TO BE DONE: Give the following lines as a numbered list, omitting any blank lines. This applies to all of the rows.
**** RECORDS SHOWN ****
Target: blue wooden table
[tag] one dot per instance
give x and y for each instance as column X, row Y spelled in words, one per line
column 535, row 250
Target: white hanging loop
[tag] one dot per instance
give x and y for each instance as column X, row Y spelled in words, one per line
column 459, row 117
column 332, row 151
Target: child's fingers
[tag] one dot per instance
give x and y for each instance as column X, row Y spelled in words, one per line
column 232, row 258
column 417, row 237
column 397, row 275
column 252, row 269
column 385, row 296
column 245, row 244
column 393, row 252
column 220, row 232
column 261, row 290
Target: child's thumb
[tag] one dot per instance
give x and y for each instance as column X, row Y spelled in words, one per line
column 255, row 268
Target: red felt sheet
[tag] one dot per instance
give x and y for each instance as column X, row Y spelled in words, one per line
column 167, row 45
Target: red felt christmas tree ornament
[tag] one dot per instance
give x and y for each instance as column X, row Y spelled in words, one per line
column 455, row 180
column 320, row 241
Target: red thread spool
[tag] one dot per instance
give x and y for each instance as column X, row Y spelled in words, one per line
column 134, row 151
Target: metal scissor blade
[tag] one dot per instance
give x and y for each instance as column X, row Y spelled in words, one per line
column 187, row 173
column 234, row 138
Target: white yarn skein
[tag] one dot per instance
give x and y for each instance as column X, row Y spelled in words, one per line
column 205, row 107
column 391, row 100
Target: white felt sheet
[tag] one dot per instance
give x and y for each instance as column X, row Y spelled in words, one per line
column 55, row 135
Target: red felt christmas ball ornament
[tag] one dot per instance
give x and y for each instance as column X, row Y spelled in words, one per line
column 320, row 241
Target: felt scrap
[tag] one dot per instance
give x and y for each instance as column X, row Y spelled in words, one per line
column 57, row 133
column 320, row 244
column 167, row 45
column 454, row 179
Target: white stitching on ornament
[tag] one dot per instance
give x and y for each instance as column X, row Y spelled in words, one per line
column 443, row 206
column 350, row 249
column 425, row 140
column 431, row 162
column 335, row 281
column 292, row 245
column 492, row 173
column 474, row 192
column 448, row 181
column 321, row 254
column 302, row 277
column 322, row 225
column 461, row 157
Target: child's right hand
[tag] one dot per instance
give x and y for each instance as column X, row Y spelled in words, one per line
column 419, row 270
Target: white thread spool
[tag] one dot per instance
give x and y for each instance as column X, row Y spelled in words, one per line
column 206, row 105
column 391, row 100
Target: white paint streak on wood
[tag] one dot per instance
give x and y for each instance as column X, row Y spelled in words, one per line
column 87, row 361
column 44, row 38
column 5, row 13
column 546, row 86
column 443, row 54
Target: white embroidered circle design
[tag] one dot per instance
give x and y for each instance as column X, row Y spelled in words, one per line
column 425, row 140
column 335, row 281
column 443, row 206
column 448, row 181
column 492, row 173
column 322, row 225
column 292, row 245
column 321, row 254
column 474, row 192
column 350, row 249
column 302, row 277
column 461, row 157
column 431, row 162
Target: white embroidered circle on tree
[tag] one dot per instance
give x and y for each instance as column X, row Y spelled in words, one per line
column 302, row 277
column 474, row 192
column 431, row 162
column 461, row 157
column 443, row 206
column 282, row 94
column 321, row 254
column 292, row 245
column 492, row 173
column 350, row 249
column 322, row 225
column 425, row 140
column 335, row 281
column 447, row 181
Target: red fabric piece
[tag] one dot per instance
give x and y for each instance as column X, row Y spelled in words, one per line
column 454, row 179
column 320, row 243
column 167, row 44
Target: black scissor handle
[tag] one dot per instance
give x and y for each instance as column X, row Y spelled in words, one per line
****
SOLUTION TO THE PROBLEM:
1. Target: blue wooden table
2. [tag] one dot per instance
3. give x and y for each instance as column X, row Y spelled in words, one per line
4. column 535, row 250
5. Target: white hanging loop
6. [tag] one dot per instance
7. give x and y for each instance as column X, row Y spelled in words, one per line
8. column 459, row 117
9. column 332, row 151
10. Target: child's fingers
11. [tag] one dot per instance
12. give x and y for each instance as column X, row Y spelled in words, one per line
13. column 232, row 258
14. column 417, row 237
15. column 397, row 275
16. column 252, row 269
17. column 385, row 296
18. column 245, row 244
19. column 393, row 252
20. column 220, row 232
21. column 261, row 290
22. Target: child's thumb
23. [tag] one dot per instance
24. give x and y for each instance as column X, row Y spelled in words, one per line
25. column 255, row 268
26. Target: red felt sheet
27. [tag] one dot per instance
28. give x and y for each instance as column X, row Y spelled in words, one per line
29. column 167, row 45
30. Target: red felt christmas tree ornament
31. [tag] one dot per instance
32. give x and y for each instance as column X, row Y spelled in words, one per line
33. column 455, row 180
34. column 320, row 241
35. Target: red thread spool
36. [tag] one dot per instance
37. give x and y for each instance as column X, row Y spelled in words, one per line
38. column 134, row 151
39. Target: metal scissor blade
40. [tag] one dot per instance
41. give x and y for each instance as column X, row Y spelled in words, one per line
42. column 187, row 173
43. column 234, row 138
44. Target: white yarn skein
45. [tag] one dot per instance
46. give x and y for each instance as column X, row Y spelled in words, one per line
47. column 205, row 107
48. column 391, row 100
49. Target: white felt sheet
50. [tag] one dot per instance
51. give x and y for each instance as column X, row Y spelled in words, one per line
52. column 55, row 135
53. Target: red felt christmas ball ornament
54. [tag] one dot per instance
55. give x and y for each instance as column X, row Y spelled in words, one per line
56. column 320, row 241
57. Target: felt scrap
58. [tag] one dot per instance
59. give x and y for each instance as column X, row Y spelled in words, one per line
60. column 57, row 133
61. column 320, row 244
62. column 167, row 45
63. column 454, row 179
64. Target: white stitching on ornament
65. [tag] one dot per instance
66. give x and y for each instance as column X, row Y spelled in words, one per line
67. column 443, row 206
68. column 350, row 249
69. column 425, row 140
70. column 431, row 162
71. column 335, row 281
72. column 292, row 245
73. column 492, row 173
74. column 474, row 192
75. column 448, row 181
76. column 321, row 254
77. column 302, row 277
78. column 322, row 225
79. column 461, row 157
80. Target: child's right hand
81. [tag] one dot per instance
82. give x and y for each instance as column X, row Y spelled in words, one per line
83. column 419, row 270
84. Target: white thread spool
85. [tag] one dot per instance
86. give x and y for each instance as column X, row Y spelled in words, one per line
87. column 206, row 105
88. column 391, row 100
89. Target: white paint streak on wood
90. [tag] one dot per instance
91. give x and y for each instance as column X, row Y spelled in words, one per line
92. column 87, row 361
93. column 44, row 38
94. column 5, row 13
95. column 546, row 86
96. column 443, row 54
97. Target: white embroidered circle design
98. [tag] one dot per instance
99. give x and y for each instance as column X, row Y spelled in words, one per line
100. column 425, row 140
101. column 335, row 281
102. column 443, row 206
103. column 448, row 181
104. column 492, row 173
105. column 322, row 225
106. column 292, row 245
107. column 321, row 254
108. column 474, row 192
109. column 350, row 249
110. column 302, row 277
111. column 461, row 157
112. column 431, row 162
113. Target: white embroidered circle on tree
114. [tag] one dot per instance
115. give x and y for each instance as column X, row Y spelled in words, one per line
116. column 302, row 277
117. column 474, row 192
118. column 431, row 162
119. column 461, row 157
120. column 443, row 206
121. column 282, row 94
122. column 321, row 254
123. column 292, row 245
124. column 492, row 173
125. column 350, row 249
126. column 322, row 225
127. column 425, row 140
128. column 335, row 281
129. column 447, row 181
130. Target: red fabric piece
131. [tag] one dot per instance
132. give x and y for each instance as column X, row Y spelled in words, one per line
133. column 454, row 179
134. column 320, row 243
135. column 167, row 44
136. Target: black scissor handle
137. [tag] one dot per instance
138. give x and y for each instance as column X, row Y spelled in words, one per line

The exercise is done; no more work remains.